EXERCISE REQUIREMENTS:
Below are records. Copy every line with "instance" in it.

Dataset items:
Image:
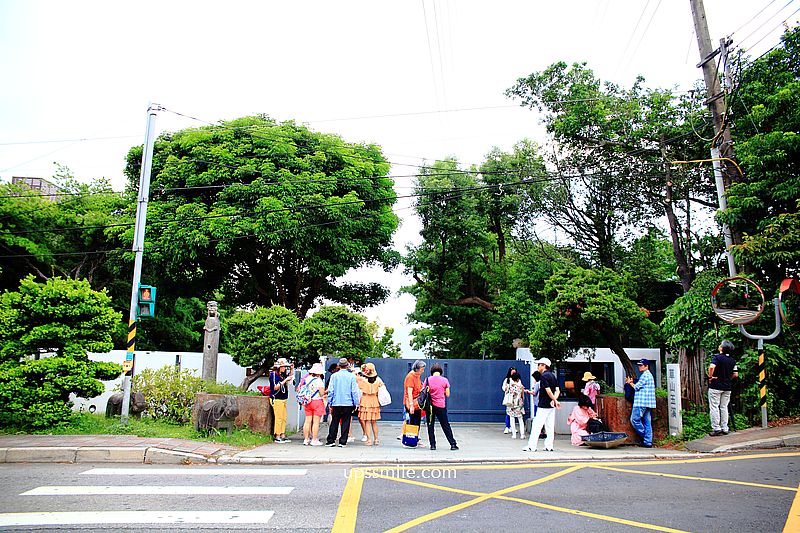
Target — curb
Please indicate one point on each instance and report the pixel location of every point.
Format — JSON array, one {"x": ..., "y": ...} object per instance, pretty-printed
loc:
[
  {"x": 785, "y": 441},
  {"x": 98, "y": 454},
  {"x": 229, "y": 459}
]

YOUR RESPONSE:
Please indicate one point on each instance and report the pixel location of every point.
Format — JSON array, one {"x": ..., "y": ...} object per instance, pretty-printed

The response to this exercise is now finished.